**SOURCE EXCERPT:**
:::::

Some Republican senators, including Majority Leader Mitch McConnell, have suggested that if Alabamians elect Roy Moore to the chamber in the special election, they’ll expel him. This promise from the GOP might be the best way that leadership can signal to Republican voters that they can vote for Moore despite the multiple allegations of sexual misconduct against him. If he is elected, they will handle the problem.
But the chances of McConnell and his colleagues following through on this threat are extremely small. Historically, the House and Senate have been very reluctant to deploy their most punitive power.
Under the Constitution (Article I, Section 5) the House and Senate each have the authority to punish their members for “disorderly behavior.” Under the rules Congress has adopted, each chamber has three options for dealing with problematic colleagues. The House and Senate can censure or reprimand a member by a majority vote. This, the least of the possible acts of punishment, is a formal condemnation that still allows the person to remain in office. The House and Senate can also each exclude someone by a majority vote, which prevents an elected member from taking their seat because they lack the technical credentials. Finally, the most severe punishment available to the House and Senate is to expel a seated member for improper behavior, which requires the consent of two-thirds of the membership.
Both chambers have been willing to exercise the least drastic power without much hesitation. During the 19th century, there were numerous censures in the House of Representatives when decorum broke down—ranging from physical acts of violence to unruly language. William Stanberry was censured in 1832 for insulting the speaker; Lovell Rousseau was censured in 1866 for assaulting a member. The Senate famously censured Joseph McCarthy in 1954. Democratic Senator Thomas Dodd was censured in 1967 for having used campaign funds for his own personal benefit. In 1979, Georgia’s Herman Talmadge had to face the badge of shame as a result of his misconduct using campaign monies. In 1979, the House censured Michigan Representative Charles Diggs, who had to stand in the well as Speaker Tip O’Neill rebuked him, when he was convicted for payroll fraud and kickbacks. Representatives Dan Crane and Gerry Studds were censured for improper sexual relations with pages in 1983. More recently, the House reprimanded South Carolina Representative Joe Wilson after he shouted “You lie” at former President Obama while he addressed Congress.

:::::

**DATA EXCERPTS:**
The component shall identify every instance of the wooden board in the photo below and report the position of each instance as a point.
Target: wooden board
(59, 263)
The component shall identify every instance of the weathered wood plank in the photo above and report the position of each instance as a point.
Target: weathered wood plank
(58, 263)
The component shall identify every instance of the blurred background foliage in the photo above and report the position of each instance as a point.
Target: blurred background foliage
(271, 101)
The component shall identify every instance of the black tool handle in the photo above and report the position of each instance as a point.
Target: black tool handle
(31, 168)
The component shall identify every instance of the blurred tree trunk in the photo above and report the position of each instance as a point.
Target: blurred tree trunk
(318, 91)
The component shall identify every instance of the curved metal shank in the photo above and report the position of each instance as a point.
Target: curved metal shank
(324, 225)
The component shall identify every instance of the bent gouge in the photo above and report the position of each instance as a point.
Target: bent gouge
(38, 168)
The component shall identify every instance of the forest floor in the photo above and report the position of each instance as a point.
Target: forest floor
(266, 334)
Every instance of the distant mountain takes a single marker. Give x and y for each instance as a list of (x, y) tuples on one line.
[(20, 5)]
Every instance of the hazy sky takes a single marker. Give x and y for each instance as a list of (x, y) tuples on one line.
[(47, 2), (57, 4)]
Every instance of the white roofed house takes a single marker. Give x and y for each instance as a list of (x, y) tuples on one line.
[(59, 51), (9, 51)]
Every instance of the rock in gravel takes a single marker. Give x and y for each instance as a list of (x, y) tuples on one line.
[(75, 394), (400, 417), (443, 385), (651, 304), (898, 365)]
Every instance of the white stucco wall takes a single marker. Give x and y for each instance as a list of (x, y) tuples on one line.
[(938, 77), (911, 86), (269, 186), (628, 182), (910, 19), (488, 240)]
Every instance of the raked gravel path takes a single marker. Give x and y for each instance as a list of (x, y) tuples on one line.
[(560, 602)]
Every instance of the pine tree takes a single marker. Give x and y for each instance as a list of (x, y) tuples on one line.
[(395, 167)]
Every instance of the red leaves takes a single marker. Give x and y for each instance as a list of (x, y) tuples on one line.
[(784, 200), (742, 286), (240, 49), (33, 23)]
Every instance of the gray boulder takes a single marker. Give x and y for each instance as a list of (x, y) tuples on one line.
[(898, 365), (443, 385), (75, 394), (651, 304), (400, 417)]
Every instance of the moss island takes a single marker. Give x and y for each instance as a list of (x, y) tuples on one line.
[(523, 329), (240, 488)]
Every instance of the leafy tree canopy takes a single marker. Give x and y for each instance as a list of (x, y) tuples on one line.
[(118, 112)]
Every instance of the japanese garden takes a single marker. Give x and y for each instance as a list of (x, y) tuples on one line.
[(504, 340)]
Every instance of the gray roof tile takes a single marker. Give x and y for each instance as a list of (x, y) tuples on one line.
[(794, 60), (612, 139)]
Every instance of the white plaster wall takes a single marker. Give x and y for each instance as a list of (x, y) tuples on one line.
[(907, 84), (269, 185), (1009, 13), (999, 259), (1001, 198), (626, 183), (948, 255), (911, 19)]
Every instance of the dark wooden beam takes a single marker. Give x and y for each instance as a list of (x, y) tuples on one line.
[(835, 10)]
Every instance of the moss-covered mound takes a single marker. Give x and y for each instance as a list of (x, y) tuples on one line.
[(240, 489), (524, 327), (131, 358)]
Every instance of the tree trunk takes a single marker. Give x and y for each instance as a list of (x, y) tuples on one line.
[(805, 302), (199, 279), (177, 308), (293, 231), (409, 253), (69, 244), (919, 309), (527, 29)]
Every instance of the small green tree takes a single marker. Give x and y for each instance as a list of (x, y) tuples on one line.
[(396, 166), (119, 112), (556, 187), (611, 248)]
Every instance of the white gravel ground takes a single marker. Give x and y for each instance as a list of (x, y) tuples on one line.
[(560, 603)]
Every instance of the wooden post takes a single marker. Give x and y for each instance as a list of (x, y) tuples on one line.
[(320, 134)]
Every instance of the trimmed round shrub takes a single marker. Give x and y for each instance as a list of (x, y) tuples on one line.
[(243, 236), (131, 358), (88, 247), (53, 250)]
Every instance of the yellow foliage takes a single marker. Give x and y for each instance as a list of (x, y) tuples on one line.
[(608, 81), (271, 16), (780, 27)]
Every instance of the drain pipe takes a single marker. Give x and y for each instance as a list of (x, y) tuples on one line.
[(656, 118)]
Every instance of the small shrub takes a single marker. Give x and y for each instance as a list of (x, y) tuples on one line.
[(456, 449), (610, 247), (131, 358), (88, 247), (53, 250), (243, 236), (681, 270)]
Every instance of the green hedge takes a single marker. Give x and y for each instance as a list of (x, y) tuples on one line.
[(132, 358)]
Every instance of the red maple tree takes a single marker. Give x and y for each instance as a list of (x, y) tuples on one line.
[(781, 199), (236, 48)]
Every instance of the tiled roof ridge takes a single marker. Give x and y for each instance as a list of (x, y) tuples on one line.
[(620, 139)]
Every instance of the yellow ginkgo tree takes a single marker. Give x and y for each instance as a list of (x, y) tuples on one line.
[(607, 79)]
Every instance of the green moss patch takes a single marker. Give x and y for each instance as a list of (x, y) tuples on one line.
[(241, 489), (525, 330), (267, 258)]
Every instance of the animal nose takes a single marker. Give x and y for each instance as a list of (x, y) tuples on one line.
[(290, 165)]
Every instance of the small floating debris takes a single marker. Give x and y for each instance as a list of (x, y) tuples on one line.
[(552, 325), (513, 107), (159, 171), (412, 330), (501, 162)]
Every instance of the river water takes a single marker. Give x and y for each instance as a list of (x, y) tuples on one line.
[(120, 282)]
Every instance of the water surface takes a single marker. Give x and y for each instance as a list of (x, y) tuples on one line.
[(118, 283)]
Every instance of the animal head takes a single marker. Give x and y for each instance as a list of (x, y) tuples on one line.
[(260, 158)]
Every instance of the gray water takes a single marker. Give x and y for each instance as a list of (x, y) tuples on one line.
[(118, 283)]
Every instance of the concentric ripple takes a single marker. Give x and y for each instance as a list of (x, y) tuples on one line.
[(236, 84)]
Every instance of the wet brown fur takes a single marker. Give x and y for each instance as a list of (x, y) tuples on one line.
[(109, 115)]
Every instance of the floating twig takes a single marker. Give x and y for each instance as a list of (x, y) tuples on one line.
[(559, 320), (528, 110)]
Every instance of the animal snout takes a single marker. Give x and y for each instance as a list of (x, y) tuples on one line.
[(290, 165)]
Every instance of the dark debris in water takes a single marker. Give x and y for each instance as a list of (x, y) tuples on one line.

:::::

**GIVEN EXERCISE A:**
From the article on congressional censure and expulsion, extract the passage from "Some Republican senators, including" up to and including "most punitive power.".
**GIVEN EXERCISE B:**
Continue the article on how Congress punishes its members, starting after its last sentence.

**EXERCISE ANSWER A:**
Some Republican senators, including Majority Leader Mitch McConnell, have suggested that if Alabamians elect Roy Moore to the chamber in the special election, they’ll expel him. This promise from the GOP might be the best way that leadership can signal to Republican voters that they can vote for Moore despite the multiple allegations of sexual misconduct against him. If he is elected, they will handle the problem.
But the chances of McConnell and his colleagues following through on this threat are extremely small. Historically, the House and Senate have been very reluctant to deploy their most punitive power.

**EXERCISE ANSWER B:**
The other form of congressional punishment against a member that only requires a majority vote is exclusion. In 1929, the Senate excluded William Vare from taking his seat as a result of allegations of election fraud. The most famous example of exclusion, however, took place when the House voted to exclude New York Representative Adam Clayton Powell from his seat in 1967, a case that actually ended up reducing the interest of either chamber in ever doing it again.
Powell’s Achilles heel was that he lived a flamboyant life, using public money to pay for exotic trips with his many female companions and putting family members on the payroll. Southern conservatives used this against him (though they found support from a few liberals like Sam Gibbons of Florida). His supporters warned that Southerners were leading this drive against him because he was black and a strong proponent of civil rights. They pointed to the fact that many of his accusers were just as bad, if not much worse, in their personal and professional behavior.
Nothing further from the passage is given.